**Work instructions**
Copy the records below word for word, keeping every line unchanged.
········
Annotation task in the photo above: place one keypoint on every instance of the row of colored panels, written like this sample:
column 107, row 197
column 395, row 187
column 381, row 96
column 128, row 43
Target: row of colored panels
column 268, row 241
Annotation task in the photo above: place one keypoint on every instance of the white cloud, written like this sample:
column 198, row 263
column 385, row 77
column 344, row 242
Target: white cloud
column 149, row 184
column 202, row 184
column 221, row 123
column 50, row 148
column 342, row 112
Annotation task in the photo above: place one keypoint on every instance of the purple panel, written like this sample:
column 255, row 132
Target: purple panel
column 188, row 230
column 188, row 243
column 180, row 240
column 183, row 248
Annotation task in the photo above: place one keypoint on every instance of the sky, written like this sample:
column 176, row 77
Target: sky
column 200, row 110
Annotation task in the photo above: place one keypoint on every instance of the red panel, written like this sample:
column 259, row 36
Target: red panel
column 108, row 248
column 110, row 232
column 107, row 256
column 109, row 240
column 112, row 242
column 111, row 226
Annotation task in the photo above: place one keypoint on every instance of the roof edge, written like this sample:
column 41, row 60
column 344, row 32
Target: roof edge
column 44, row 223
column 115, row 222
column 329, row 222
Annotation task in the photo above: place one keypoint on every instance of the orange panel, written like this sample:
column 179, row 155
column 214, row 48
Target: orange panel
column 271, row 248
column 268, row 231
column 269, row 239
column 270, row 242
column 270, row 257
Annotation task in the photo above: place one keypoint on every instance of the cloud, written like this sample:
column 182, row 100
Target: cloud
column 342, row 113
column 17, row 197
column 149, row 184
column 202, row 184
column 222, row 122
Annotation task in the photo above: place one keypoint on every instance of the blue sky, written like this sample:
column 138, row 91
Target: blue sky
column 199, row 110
········
**Expected answer**
Annotation task in the photo above: place one keypoint on every instance of the row of colored panels, written like this sample:
column 107, row 197
column 395, row 187
column 381, row 96
column 128, row 43
Target: row of colored panels
column 268, row 241
Annotation task in the photo above: place one keypoint on every instance of the white cloud, written like this sample:
column 198, row 263
column 385, row 77
column 344, row 242
Target: white cloud
column 149, row 184
column 202, row 184
column 221, row 123
column 50, row 148
column 342, row 112
Annotation task in the photo above: place one keypoint on every instance of the purple panel, written like this sample:
column 255, row 132
Target: purple panel
column 188, row 230
column 188, row 243
column 180, row 240
column 183, row 248
Annotation task in the photo above: place one keypoint on every instance of the sky, written like this sample:
column 176, row 77
Target: sky
column 200, row 110
Annotation task in the photo above: place one keypoint on every instance of the red panel, written like this sample:
column 259, row 36
Target: red panel
column 108, row 248
column 110, row 232
column 107, row 256
column 109, row 240
column 112, row 242
column 111, row 226
Annotation task in the photo above: place one keypoint on every instance of the roof edge, written like this sample:
column 41, row 60
column 344, row 32
Target: roof edge
column 44, row 223
column 115, row 222
column 329, row 222
Annotation task in the photo above: place one keypoint on every instance of the orange panel, written like this sample:
column 179, row 155
column 214, row 48
Target: orange panel
column 271, row 248
column 268, row 231
column 269, row 239
column 270, row 242
column 270, row 257
Annotation task in the photo above: place one keypoint on every instance of the cloud, written like this sample:
column 182, row 100
Target: cloud
column 342, row 113
column 17, row 197
column 149, row 184
column 202, row 184
column 222, row 122
Annotation task in the photo above: place one keypoint on every instance of the blue sky, written like this sample:
column 138, row 91
Target: blue sky
column 199, row 110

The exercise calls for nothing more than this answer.